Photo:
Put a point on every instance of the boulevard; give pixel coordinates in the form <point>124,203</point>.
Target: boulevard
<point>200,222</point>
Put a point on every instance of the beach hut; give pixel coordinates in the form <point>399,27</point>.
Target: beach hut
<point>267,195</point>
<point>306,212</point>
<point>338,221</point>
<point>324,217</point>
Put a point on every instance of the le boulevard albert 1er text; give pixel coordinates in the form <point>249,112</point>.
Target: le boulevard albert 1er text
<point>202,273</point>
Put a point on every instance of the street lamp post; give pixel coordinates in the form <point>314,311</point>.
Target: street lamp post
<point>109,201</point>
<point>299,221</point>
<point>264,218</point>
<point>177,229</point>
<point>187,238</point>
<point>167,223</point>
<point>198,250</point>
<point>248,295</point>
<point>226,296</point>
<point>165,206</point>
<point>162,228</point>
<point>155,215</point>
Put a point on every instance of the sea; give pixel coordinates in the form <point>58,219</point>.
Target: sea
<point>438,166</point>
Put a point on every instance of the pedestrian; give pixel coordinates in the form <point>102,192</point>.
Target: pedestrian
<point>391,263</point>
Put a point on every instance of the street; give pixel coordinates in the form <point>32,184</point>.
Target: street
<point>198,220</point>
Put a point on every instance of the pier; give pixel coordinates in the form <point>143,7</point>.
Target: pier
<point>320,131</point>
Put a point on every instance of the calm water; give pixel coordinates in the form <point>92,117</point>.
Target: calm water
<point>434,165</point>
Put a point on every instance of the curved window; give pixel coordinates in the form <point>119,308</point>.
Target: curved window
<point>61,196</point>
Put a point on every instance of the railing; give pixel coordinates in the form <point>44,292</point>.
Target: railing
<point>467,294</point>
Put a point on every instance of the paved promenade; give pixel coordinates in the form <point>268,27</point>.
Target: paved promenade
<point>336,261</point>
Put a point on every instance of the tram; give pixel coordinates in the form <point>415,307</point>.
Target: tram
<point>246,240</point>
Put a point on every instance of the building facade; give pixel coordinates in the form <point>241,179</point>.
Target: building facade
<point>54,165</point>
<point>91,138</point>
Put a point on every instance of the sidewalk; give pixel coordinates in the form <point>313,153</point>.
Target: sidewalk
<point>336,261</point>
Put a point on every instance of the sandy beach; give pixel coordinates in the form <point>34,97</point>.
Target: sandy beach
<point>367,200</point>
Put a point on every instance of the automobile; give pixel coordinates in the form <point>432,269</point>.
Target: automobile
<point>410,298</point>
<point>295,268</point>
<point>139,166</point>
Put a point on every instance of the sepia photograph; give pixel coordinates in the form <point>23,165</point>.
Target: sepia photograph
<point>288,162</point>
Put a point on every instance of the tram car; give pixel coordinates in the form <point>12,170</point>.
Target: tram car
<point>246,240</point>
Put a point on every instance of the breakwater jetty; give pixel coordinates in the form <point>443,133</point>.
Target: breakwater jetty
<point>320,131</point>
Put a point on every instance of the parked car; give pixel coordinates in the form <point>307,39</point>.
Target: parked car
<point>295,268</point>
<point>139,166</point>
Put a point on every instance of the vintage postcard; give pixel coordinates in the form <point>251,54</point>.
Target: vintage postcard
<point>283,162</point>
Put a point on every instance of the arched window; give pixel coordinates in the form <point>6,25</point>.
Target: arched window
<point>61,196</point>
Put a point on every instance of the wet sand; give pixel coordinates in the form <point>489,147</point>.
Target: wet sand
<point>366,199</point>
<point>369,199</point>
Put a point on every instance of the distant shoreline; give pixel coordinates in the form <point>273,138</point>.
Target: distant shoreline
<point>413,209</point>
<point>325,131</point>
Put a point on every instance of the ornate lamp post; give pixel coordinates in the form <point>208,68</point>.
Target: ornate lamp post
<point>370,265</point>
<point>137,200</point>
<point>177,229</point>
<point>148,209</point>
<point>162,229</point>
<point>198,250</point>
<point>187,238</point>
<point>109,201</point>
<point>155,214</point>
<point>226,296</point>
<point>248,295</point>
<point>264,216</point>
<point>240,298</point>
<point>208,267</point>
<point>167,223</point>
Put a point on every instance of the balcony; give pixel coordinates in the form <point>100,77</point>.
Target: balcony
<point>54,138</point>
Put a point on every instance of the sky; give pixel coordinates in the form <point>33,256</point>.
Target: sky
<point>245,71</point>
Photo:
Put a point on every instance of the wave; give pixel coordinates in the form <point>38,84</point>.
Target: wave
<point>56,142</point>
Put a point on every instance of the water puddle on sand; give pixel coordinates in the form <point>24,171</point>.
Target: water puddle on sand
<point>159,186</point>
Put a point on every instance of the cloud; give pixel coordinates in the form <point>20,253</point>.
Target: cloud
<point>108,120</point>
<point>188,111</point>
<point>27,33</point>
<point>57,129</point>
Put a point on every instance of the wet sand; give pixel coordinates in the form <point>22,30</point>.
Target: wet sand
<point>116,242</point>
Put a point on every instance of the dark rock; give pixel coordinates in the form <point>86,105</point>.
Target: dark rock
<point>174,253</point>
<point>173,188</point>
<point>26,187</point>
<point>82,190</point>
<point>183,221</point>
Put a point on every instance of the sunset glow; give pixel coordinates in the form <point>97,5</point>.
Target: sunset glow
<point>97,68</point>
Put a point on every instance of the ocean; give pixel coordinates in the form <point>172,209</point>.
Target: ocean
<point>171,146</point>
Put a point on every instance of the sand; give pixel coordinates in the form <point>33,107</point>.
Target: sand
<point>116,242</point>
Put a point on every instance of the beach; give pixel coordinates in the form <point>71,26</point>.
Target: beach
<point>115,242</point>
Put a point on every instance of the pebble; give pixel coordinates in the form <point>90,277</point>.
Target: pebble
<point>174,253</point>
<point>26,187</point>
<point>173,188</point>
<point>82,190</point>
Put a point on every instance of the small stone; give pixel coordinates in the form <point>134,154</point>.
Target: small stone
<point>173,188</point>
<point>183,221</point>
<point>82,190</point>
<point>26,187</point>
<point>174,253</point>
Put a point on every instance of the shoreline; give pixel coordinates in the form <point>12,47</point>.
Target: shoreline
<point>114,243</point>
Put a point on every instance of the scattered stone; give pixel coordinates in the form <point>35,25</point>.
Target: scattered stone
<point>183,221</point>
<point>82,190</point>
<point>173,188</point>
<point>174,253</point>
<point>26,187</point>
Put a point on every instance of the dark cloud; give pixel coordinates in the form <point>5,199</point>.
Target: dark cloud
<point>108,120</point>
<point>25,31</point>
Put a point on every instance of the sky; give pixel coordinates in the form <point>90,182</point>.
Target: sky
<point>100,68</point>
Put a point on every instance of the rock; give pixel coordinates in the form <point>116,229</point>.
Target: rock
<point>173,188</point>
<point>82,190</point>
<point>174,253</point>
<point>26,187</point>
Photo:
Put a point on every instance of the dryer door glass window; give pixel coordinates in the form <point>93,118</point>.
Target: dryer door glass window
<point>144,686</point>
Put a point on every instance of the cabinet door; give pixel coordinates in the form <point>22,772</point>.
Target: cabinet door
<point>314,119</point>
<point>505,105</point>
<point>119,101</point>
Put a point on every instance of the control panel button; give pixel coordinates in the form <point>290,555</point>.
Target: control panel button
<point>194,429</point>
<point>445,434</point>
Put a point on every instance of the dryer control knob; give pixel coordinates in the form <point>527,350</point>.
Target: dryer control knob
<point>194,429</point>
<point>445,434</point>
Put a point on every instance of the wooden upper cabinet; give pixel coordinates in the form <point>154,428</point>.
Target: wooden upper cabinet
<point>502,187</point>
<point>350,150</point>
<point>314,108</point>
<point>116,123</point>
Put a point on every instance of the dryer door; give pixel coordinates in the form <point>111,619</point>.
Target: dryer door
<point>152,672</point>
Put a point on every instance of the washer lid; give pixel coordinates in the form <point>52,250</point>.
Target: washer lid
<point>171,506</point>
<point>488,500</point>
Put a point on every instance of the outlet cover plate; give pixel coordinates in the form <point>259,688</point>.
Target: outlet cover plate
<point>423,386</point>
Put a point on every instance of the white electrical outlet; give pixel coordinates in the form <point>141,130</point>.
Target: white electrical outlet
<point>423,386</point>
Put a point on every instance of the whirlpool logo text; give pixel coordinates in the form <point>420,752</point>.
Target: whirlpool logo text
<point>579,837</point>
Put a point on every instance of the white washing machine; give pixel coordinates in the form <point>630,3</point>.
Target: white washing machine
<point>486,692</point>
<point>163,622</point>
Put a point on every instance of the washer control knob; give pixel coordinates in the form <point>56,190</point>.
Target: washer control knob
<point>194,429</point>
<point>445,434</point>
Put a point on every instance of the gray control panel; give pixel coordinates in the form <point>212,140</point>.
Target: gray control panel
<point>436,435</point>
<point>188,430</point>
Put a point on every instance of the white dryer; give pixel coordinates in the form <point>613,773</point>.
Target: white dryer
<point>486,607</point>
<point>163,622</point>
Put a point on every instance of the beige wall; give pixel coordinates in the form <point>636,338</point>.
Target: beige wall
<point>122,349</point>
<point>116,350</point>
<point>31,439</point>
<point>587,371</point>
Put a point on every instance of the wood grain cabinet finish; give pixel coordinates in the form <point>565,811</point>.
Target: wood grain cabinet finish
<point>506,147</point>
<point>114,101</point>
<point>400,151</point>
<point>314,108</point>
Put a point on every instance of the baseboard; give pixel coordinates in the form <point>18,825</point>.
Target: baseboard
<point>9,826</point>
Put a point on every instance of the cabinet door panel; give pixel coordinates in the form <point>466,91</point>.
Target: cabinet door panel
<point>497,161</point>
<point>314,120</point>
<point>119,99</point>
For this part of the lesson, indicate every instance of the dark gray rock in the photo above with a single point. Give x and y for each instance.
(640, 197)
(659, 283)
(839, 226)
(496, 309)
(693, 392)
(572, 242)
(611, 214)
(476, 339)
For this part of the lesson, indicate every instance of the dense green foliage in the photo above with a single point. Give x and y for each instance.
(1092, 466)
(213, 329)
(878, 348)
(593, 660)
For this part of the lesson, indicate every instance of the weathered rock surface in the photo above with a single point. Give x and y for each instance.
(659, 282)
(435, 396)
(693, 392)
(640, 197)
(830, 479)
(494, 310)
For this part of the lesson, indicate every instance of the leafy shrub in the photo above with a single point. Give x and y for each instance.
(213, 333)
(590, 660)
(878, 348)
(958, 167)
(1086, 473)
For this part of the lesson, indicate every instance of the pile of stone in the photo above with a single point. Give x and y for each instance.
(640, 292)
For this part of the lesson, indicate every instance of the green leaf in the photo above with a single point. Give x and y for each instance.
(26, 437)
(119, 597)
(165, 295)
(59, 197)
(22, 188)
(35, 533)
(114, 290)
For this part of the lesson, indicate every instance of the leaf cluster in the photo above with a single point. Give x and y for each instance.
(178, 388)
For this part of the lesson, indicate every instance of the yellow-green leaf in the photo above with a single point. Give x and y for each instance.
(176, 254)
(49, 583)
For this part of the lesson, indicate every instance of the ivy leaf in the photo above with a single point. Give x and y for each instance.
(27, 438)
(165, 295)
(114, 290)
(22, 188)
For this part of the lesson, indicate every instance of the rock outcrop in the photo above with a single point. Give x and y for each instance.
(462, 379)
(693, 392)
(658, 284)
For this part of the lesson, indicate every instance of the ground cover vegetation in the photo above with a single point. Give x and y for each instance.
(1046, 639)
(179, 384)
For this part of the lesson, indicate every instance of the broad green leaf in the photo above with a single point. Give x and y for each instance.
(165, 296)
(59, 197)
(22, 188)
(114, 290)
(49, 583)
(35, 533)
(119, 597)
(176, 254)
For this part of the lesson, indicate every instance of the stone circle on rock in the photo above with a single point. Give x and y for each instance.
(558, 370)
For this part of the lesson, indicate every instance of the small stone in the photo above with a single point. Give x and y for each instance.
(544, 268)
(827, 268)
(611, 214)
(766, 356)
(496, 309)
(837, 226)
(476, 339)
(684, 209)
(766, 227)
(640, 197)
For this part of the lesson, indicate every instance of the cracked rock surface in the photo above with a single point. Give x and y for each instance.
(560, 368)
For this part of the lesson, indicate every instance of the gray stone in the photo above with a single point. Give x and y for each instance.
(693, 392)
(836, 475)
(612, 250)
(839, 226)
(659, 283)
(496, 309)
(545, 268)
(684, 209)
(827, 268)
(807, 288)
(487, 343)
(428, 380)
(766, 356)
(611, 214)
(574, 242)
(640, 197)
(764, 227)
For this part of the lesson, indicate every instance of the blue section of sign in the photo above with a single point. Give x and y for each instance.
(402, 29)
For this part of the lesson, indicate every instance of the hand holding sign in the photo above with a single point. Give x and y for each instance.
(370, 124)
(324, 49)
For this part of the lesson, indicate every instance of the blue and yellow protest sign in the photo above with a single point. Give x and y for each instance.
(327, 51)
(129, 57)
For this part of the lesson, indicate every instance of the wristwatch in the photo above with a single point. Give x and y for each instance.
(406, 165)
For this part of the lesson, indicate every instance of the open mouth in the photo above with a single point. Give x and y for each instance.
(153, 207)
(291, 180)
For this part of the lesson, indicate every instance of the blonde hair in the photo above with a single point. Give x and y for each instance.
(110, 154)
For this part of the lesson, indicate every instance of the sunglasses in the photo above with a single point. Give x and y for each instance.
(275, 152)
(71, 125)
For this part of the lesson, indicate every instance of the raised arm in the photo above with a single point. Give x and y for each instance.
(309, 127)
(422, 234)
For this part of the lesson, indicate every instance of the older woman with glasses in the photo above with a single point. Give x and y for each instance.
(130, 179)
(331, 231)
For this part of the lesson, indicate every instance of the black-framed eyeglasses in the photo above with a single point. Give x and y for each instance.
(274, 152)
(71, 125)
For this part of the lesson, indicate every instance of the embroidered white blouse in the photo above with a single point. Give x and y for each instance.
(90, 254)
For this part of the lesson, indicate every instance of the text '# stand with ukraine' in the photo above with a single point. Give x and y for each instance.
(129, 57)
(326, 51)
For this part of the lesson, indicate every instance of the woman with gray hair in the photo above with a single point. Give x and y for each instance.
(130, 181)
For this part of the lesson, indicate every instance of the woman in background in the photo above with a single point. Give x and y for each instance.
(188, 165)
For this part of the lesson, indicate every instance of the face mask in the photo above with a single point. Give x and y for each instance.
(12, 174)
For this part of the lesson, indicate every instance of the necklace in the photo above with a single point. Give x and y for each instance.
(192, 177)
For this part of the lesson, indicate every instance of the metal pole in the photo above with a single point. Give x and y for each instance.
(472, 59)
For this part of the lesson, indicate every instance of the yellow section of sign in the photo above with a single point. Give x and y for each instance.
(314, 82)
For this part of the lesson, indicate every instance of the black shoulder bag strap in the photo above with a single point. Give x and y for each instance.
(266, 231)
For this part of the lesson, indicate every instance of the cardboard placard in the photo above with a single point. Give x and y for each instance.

→ **EXERCISE BRIEF**
Please print exactly what appears from the first line of the data through the line with "Put a point on every instance of the street lamp", including both of those lines and nothing past them.

→ **WORKED SOLUTION**
Photo:
Put a point on every instance of the boulevard; give pixel coordinates in the form <point>124,203</point>.
Target: boulevard
<point>200,222</point>
Put a point on every instance of the beach hut; give pixel coordinates in the form <point>399,27</point>.
Target: beach hut
<point>267,195</point>
<point>306,212</point>
<point>338,221</point>
<point>324,217</point>
Put a point on every instance of the le boulevard albert 1er text; give pixel coordinates in the form <point>249,112</point>.
Target: le boulevard albert 1er text
<point>202,273</point>
Put a point on every instance of the street lamp post; give pixel coordinates in the form <point>314,311</point>.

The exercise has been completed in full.